Retype every one of the items below, line for line, without changing a single character.

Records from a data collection
(begin)

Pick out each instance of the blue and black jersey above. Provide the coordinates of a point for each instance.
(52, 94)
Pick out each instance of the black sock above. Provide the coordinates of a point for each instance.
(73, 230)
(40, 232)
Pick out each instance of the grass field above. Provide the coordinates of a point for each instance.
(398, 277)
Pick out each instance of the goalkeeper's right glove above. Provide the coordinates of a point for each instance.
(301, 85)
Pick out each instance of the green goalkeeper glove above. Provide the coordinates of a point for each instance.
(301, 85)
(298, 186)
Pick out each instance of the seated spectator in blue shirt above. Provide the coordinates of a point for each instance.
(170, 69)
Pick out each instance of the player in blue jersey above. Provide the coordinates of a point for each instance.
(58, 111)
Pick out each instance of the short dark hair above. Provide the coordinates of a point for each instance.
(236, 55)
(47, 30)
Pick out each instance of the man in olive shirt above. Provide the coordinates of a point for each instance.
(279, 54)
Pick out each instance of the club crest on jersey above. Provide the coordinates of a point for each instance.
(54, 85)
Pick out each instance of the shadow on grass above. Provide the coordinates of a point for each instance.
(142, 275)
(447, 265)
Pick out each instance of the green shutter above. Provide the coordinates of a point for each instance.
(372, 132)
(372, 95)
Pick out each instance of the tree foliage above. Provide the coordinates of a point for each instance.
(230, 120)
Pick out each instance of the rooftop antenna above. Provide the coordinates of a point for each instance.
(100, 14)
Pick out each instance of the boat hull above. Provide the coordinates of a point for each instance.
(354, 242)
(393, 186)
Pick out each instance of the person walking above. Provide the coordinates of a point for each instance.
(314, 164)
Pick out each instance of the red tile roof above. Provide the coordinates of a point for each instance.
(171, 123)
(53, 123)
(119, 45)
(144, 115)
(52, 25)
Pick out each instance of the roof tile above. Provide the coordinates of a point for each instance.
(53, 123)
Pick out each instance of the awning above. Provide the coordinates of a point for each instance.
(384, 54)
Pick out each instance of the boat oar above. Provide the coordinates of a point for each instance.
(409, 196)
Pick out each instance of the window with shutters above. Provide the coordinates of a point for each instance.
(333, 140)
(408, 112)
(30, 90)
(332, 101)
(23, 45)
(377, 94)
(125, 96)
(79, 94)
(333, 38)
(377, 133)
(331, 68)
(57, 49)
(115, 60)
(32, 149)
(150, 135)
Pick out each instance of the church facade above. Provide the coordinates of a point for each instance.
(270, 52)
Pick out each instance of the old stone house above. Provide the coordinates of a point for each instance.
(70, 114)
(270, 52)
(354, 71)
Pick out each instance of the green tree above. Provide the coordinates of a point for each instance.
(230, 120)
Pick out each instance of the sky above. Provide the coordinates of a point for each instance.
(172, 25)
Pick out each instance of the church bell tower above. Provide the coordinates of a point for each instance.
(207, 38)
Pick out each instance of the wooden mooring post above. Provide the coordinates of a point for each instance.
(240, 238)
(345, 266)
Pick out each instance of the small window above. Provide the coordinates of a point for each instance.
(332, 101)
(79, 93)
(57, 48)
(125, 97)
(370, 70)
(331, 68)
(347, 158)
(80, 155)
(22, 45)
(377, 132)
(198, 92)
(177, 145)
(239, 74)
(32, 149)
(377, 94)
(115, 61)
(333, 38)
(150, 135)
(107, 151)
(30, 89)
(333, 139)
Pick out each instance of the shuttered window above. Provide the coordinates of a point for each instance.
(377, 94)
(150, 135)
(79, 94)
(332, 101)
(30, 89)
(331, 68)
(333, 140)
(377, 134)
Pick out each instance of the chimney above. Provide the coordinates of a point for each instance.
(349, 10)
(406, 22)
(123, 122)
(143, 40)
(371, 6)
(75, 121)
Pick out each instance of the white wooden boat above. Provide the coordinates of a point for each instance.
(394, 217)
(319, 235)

(end)

> [Correct response]:
Pick out each instance of the blue and black jersey above. Provide the coordinates of a point for each instance.
(52, 94)
Pick out each instance of the black sock above. Provide the coordinates of a point for each instance.
(73, 230)
(40, 232)
Pick out each instance of the grass field above. Provide the coordinates of a point for each instance.
(398, 277)
Pick out each instance of the goalkeeper's right glove above. Provide the coordinates of a point for each instance.
(301, 85)
Pick out each instance of the green goalkeeper glove above. Provide the coordinates of a point for each instance.
(301, 85)
(298, 186)
Pick out each instance of the seated spectator in blue shirt above. Provide the coordinates of a point for each instance.
(170, 69)
Pick out each instance of the player in blue jersey above. Provide the coordinates of a point for each instance.
(58, 111)
Pick out each instance of the short dark hair above. Provide the coordinates of a point for each instance.
(236, 55)
(47, 30)
Pick out each instance of the man in olive shirt above. Provide the coordinates of a point for each instance.
(279, 54)
Pick out each instance of the club crest on jersey above. Provide the coordinates of a point for each instance.
(54, 85)
Pick out each instance of the shadow on grass above. Provide the coordinates of a point for each instance.
(142, 275)
(447, 265)
Pick out each instance of the green shutter above. Provide the coordinates of a point for each instance.
(372, 132)
(372, 95)
Pick out each instance of the tree foliage above. Provide the coordinates of a point for each instance.
(230, 120)
Pick out each instance of the rooftop antenna above. Provide the coordinates of a point for each instance.
(100, 14)
Pick out each instance of the boat hull above. Provide the coordinates of a point for each instance.
(354, 242)
(393, 186)
Pick out each instance of the person walking above. Provide the coordinates of a point for each instance.
(314, 164)
Pick out each instance of the red tile roof above. Provide the coordinates of a point for each instance.
(171, 123)
(53, 123)
(119, 45)
(144, 115)
(52, 25)
Pick out each instance of the roof tile above. Provide the coordinates of a point for each instance.
(53, 123)
Pick out each instance of the awning above. Provide the coordinates of a point for each instance.
(384, 54)
Pick out each instance of the boat oar above. Provide the coordinates of a point for each instance.
(409, 196)
Pick out each instance of the window with shutters above. Provide the coordinates of a point for each instance.
(333, 140)
(408, 112)
(30, 90)
(332, 101)
(23, 45)
(377, 94)
(125, 96)
(79, 94)
(333, 38)
(377, 133)
(331, 68)
(57, 49)
(115, 60)
(32, 149)
(150, 135)
Pick out each instance of the church facade above. Provide the coordinates of a point for each instance.
(270, 52)
Pick out each instance of the old stone house above. Provide the coordinates of a point for each instance.
(70, 114)
(270, 52)
(354, 71)
Pick out each instance of the green tree above. Provide the coordinates of a point for each instance.
(230, 120)
Pick out each instance of the sky above. Provide the coordinates of a point for each instance.
(172, 25)
Pick out each instance of the church bell tower above. Provide the coordinates of a point for each instance.
(207, 38)
Pick out each instance of the wooden mooring post above. Provide the coordinates of a point for each instance.
(240, 238)
(345, 266)
Pick out each instance of the small window above. Provide the coordinates of a point for each instance.
(332, 101)
(79, 93)
(57, 48)
(125, 97)
(370, 70)
(331, 68)
(347, 158)
(80, 155)
(22, 45)
(377, 132)
(198, 92)
(177, 145)
(239, 74)
(32, 149)
(377, 94)
(115, 61)
(333, 38)
(150, 135)
(107, 151)
(30, 89)
(333, 139)
Pick out each instance of the shuttered window above. Provide the coordinates of a point for each instance.
(377, 94)
(150, 135)
(79, 94)
(332, 101)
(30, 89)
(331, 68)
(333, 140)
(377, 134)
Pick out each instance of the chimney above. Provide the coordinates of a point for each instance.
(349, 10)
(406, 22)
(123, 122)
(143, 40)
(371, 6)
(75, 121)
Pick out each instance of the white wooden boat above. Provide the coordinates of a point for each instance.
(394, 217)
(319, 235)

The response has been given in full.